Go through the data below and copy it exactly, skipping every picture.

== == ==

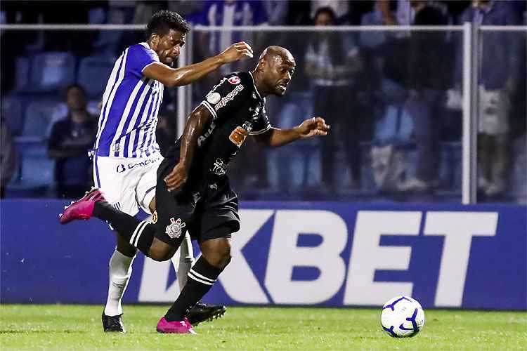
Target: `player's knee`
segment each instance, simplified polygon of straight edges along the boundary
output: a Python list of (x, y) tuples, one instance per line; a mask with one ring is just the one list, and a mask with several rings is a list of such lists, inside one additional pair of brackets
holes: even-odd
[(157, 240), (152, 243), (148, 251), (148, 257), (154, 260), (162, 262), (170, 260), (175, 252), (174, 248)]
[(228, 243), (227, 245), (222, 246), (220, 251), (219, 252), (220, 256), (220, 266), (225, 267), (229, 264), (233, 257), (230, 256), (230, 243)]
[(207, 240), (200, 245), (202, 254), (214, 267), (224, 268), (230, 259), (230, 241), (228, 238)]

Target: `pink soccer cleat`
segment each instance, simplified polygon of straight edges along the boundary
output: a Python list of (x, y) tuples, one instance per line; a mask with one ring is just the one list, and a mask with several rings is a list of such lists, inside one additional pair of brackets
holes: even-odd
[(64, 207), (64, 213), (59, 216), (60, 224), (69, 223), (73, 220), (87, 220), (91, 218), (93, 213), (93, 206), (98, 201), (105, 201), (100, 192), (96, 187), (93, 187), (86, 193), (84, 197), (74, 201), (70, 206)]
[(157, 322), (157, 333), (176, 334), (197, 334), (186, 317), (182, 321), (168, 322), (164, 317)]

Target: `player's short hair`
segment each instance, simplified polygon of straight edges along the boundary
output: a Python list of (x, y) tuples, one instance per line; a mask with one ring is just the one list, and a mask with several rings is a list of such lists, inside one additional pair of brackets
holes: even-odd
[(161, 10), (154, 13), (146, 25), (146, 38), (148, 39), (152, 33), (160, 36), (165, 35), (170, 29), (178, 30), (185, 34), (190, 29), (190, 27), (179, 13)]

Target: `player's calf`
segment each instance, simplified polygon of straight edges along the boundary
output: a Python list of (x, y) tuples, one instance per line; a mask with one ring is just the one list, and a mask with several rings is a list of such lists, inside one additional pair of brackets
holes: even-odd
[(96, 188), (65, 207), (60, 220), (61, 224), (66, 224), (76, 219), (86, 220), (91, 217), (111, 224), (122, 239), (153, 260), (169, 260), (177, 250), (177, 246), (154, 237), (156, 229), (152, 224), (117, 210), (106, 201)]

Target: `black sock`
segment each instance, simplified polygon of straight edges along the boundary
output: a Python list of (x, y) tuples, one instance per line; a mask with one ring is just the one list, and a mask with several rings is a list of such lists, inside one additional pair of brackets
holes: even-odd
[(188, 310), (210, 290), (223, 270), (223, 268), (212, 265), (201, 256), (188, 271), (187, 284), (164, 315), (165, 319), (168, 322), (182, 320)]
[(117, 210), (105, 201), (95, 203), (93, 216), (109, 223), (119, 235), (128, 240), (143, 253), (148, 256), (148, 251), (155, 234), (155, 228), (152, 224), (145, 220), (139, 220)]

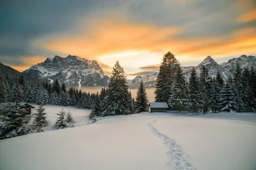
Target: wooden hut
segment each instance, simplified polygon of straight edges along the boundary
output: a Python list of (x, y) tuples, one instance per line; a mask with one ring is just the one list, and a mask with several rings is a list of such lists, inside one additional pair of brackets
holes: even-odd
[(152, 102), (149, 103), (150, 113), (152, 112), (166, 112), (168, 106), (164, 102)]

== == ==

## Solution to this exercise
Target: `player's knee`
segment each instance, simplified polygon of straight edges along the boundary
output: a Python list of (x, y) tuples, one instance per line; a mask with one ring is just the one list, and a mask with several rings is a list of such lists, inside one additional pair of brackets
holes: even-odd
[(157, 240), (152, 243), (148, 251), (148, 257), (154, 260), (162, 262), (170, 260), (175, 252), (174, 248)]
[(228, 243), (227, 245), (222, 246), (220, 251), (219, 252), (220, 256), (220, 266), (225, 267), (229, 264), (233, 257), (230, 256), (230, 243)]
[(207, 240), (200, 245), (202, 254), (214, 267), (224, 268), (230, 259), (230, 241), (228, 238)]

Target: `pink soccer cleat`
segment each instance, simplified polygon of straight edges along the boundary
output: a Python list of (x, y) tuples, one instance per line; a mask with one ring is just the one list, and a mask with several rings is a list of such lists, inside one additional pair of brackets
holes: even-odd
[(64, 207), (64, 213), (59, 216), (60, 224), (69, 223), (73, 220), (87, 220), (91, 218), (93, 213), (93, 206), (98, 201), (105, 201), (100, 192), (96, 187), (93, 187), (86, 193), (84, 197), (74, 201), (70, 206)]
[(157, 322), (157, 333), (176, 334), (197, 334), (186, 317), (182, 321), (168, 322), (164, 317)]

Target: `player's short hair`
segment each instance, simplified polygon of straight edges along the boundary
output: a Python list of (x, y) tuples, one instance per line; a mask with one ring is just the one list, and a mask with several rings is a list of such lists, inside one additional pair of brackets
holes: even-odd
[(161, 10), (154, 13), (146, 25), (146, 38), (148, 39), (152, 33), (160, 36), (165, 35), (170, 29), (178, 30), (185, 34), (190, 29), (190, 27), (179, 13)]

Target: `player's calf`
segment each instance, simplified polygon of straight edges along the boundary
output: a Python list of (x, y) tuples, one instance per line; a mask with one ring is just the one list, and a mask with several rings is a list of such lists, inside one additional pair of brackets
holes: even-odd
[(96, 188), (65, 207), (60, 220), (61, 224), (66, 224), (76, 219), (86, 220), (91, 217), (111, 224), (122, 239), (153, 260), (169, 260), (177, 250), (177, 246), (154, 237), (156, 229), (152, 224), (117, 210), (106, 201)]

Target: `black sock`
segment each instance, simplified polygon of straight edges along the boundary
output: a Python list of (x, y) tuples, one instance per line; a mask with one ring is just the one list, and a mask with several rings is a list of such lists, inside one additional pair of brackets
holes: even-odd
[(188, 310), (210, 290), (223, 270), (223, 268), (212, 265), (201, 256), (188, 271), (187, 284), (164, 315), (165, 319), (168, 322), (182, 320)]
[(117, 210), (105, 201), (95, 203), (93, 216), (109, 223), (119, 235), (128, 240), (143, 253), (148, 256), (148, 251), (155, 234), (155, 228), (152, 224), (145, 220), (139, 220)]

Target: wooden hut
segment each instance, simplified polygon of straight edges along the boundary
output: a Python list of (x, y) tuples, one instance per line; a mask with one ring is just the one list, and a mask with several rings is a list of such lists, inside one additional pair of brackets
holes: even-odd
[(152, 102), (149, 103), (150, 113), (152, 112), (166, 112), (168, 106), (164, 102)]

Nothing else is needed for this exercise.